• _Problem details_
With the pictures excluded, retype the records that follow exactly.

(Collected data)
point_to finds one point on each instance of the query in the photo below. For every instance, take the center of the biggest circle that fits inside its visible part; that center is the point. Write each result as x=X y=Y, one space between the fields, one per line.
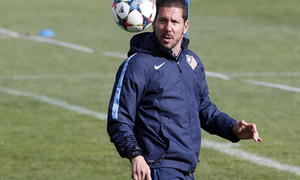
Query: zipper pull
x=179 y=67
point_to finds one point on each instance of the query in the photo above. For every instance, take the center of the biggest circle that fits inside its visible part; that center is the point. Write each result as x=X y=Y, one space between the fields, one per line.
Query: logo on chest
x=191 y=61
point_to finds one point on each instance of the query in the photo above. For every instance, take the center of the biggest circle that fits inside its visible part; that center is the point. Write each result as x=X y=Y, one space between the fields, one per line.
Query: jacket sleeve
x=212 y=120
x=126 y=94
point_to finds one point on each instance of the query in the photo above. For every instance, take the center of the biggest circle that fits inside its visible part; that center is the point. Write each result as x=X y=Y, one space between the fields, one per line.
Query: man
x=160 y=102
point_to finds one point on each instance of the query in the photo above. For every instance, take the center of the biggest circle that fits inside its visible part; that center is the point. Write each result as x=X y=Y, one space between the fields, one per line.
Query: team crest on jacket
x=192 y=61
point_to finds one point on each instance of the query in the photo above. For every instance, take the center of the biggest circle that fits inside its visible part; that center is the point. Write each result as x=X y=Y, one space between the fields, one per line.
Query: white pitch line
x=226 y=77
x=227 y=148
x=264 y=74
x=272 y=85
x=55 y=102
x=240 y=154
x=46 y=40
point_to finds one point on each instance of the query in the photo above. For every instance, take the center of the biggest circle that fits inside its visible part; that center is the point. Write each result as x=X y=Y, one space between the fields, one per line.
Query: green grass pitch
x=253 y=40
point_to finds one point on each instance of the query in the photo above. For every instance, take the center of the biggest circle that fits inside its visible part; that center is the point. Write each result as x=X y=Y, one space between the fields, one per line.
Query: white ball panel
x=122 y=9
x=135 y=18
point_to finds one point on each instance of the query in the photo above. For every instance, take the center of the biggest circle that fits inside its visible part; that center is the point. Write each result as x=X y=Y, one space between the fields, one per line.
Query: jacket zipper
x=179 y=67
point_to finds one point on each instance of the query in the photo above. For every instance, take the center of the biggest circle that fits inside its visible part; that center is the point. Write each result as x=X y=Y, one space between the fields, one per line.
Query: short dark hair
x=174 y=3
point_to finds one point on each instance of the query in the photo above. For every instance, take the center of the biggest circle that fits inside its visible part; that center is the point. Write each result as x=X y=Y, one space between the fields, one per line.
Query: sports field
x=53 y=99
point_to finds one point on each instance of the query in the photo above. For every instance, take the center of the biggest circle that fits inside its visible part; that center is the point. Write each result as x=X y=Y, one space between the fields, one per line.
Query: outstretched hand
x=244 y=130
x=140 y=169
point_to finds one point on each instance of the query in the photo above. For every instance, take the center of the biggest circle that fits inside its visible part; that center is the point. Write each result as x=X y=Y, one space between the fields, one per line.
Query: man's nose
x=169 y=26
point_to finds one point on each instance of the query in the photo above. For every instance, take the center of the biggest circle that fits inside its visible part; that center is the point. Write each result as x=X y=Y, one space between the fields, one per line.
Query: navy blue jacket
x=159 y=105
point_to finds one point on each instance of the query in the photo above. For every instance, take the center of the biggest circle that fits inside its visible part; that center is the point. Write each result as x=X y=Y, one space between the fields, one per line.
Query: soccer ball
x=133 y=15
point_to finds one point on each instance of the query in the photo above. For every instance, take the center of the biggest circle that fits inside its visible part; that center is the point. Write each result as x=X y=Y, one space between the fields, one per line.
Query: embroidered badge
x=192 y=61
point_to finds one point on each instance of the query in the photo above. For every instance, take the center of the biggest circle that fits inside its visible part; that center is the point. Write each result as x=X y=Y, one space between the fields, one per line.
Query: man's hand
x=140 y=169
x=244 y=130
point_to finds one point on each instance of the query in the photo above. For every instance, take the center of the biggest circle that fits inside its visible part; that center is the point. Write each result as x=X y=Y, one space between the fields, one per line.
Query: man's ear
x=186 y=26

• _Answer section_
point_to finds one point on each instance of the query in the photo below. For every instance, take the center of the biggest circle that fits inside its visible part; that center is the point. Write each result as x=X y=Y, one space between the fields, one per line.
Query: zipper pull
x=179 y=67
point_to finds one point on each instance of the query in the photo above. For every instance, take the center of the biggest circle that fits inside its visible part; that center is the point. Write each result as x=X y=Y, one space between the fields, one per line.
Query: logo on chest
x=191 y=61
point_to finds one point on each instance of the query in the photo above. For every instance, take the center of the biggest circle that fits inside its visible part; that center is the point. Write each result as x=X y=Y, one space between the fields, one per line.
Query: jacket sleeve
x=212 y=120
x=126 y=94
point_to finds one point on each instance of the query in the photo above. For every instance, take the center of the biggest circle that fits inside its visible part; that center is the point. Write each result as x=X y=Y, one space between the fields, one per line.
Query: man
x=160 y=102
point_to finds one point on each instance of the query in the photo above. For every instance, take the center of the biggest circle that fits inside its visible part; that center is the point. Write each result as x=X y=Y, one space between the fields, one per line.
Query: team crest on jacket
x=192 y=61
point_to finds one point on each instance of the query in the photo above. For every instance, take the center of the biggest circle that fits inside its visible part; that center is the point. Write each result as x=X y=Y, one space between the fields, one per line.
Query: white pitch line
x=226 y=77
x=227 y=148
x=264 y=74
x=272 y=85
x=55 y=102
x=240 y=154
x=46 y=40
point_to finds one point on each instance of the query in the photo above. For every instance, take the center of the biggest circle that fits inside its visible part; that center is the point. Write each result as x=X y=Y, one space between the fields, one per line.
Query: green grass pitch
x=253 y=40
point_to finds one point on each instance of the query in the photo above. For every instance, take the center of the biggest circle that fits inside its visible part; that center is the point. Write each result as x=X y=Y, one space between the fields, one per line.
Query: white ball panel
x=122 y=9
x=135 y=18
point_to finds one point on each instance of the query in the photo above. For every instance, take the center of the biggest circle that fits inside its visible part; that center is the point. Write each result as x=X y=Y, one space between the fields, one per line.
Query: jacket zipper
x=179 y=67
point_to finds one point on each instance of the query in the photo above. For every instance, take the center of the biggest circle that fits inside its visible part; that center is the point. Write each result as x=X y=Y, one space between the fields, one per line.
Query: short dark hair
x=174 y=3
point_to finds one point on each instance of the query in the photo above. For every instance, take the center of the biggest circle that fits inside its visible part; that center is the point. Write each result as x=X y=Y, one space between the fields, one per line.
Query: sports field
x=53 y=99
point_to finds one point on each instance of the query in the photo above. For every instance, take the center of the biggest circle that fits inside its visible part; that center is the point. Write each result as x=X y=Y, one space between the fields, one per line.
Query: outstretched hand
x=244 y=130
x=140 y=169
point_to finds one point on each instance of the query in the photo above. For every instance, take the center of the biggest circle that fits inside its visible part; that center is the point. Write each result as x=X y=Y, one space between the fields, one per line.
Query: man's nose
x=169 y=26
point_to finds one point on each instance of the query in the photo above. For every instance, take the center of the biggest circle that fits inside its visible part; that center is the point. Write each result as x=X y=Y, one space between the fields, one per line.
Query: navy blue jacket
x=159 y=105
point_to finds one point on each instance of the query in the photo above. For every instance, take the center of the biggest circle that fits inside its visible part; that center is the point. Write each result as x=X y=Y, one space between the fields, one per line.
Query: soccer ball
x=133 y=15
point_to finds one point on each instance of the query in the photo above. For every instance, take the center of the biggest circle that fits inside its visible part; that center is the point. Write each result as x=X y=Y, one space between the fields, one per line.
Query: embroidered badge
x=192 y=61
point_to finds one point on each instance of the query in the photo above. For every instance, take the center of the biggest circle that fits inside its visible part; that center is the point. Write each result as x=X y=Y, one space between the fields, one per line.
Query: man's hand
x=140 y=169
x=244 y=130
point_to finds one point on each instance of the query in the photo above. For every instance, take the center of the biggest circle that fits inside its visible part; that center is the point. Write each result as x=X y=Y, one space between the fields, one per line.
Query: man's ear
x=186 y=26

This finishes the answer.